- ABOUT THIS TASK
Write out the data below exactly, from its first line to the line containing "rough mask: <svg", that line included.

Saved data entries:
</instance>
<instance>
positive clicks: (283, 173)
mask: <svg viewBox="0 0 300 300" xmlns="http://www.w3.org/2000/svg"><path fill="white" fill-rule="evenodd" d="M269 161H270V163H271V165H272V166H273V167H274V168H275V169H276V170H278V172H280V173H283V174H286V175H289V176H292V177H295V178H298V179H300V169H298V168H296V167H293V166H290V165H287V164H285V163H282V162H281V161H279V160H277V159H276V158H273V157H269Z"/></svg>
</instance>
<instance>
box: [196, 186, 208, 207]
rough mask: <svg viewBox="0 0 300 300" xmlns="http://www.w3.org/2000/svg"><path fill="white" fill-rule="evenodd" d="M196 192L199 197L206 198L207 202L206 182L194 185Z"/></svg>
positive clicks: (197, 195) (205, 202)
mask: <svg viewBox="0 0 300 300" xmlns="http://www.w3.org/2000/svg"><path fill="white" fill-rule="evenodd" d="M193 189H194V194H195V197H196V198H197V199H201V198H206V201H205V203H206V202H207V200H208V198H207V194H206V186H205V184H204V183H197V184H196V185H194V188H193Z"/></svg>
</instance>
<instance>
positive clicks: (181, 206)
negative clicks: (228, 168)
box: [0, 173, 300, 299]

- OUTPUT FOR THIS TASK
</instance>
<instance>
positive clicks: (283, 173)
mask: <svg viewBox="0 0 300 300" xmlns="http://www.w3.org/2000/svg"><path fill="white" fill-rule="evenodd" d="M269 161H270V163H271V165H272V166H273V167H274V168H275V169H276V170H278V172H280V173H283V174H286V175H289V176H292V177H295V178H298V179H300V169H298V168H296V167H293V166H290V165H287V164H285V163H282V162H281V161H279V160H277V159H276V158H273V157H269Z"/></svg>
</instance>
<instance>
box: [196, 186, 208, 207]
rough mask: <svg viewBox="0 0 300 300" xmlns="http://www.w3.org/2000/svg"><path fill="white" fill-rule="evenodd" d="M196 192L199 197L206 198L207 202L206 182L194 185Z"/></svg>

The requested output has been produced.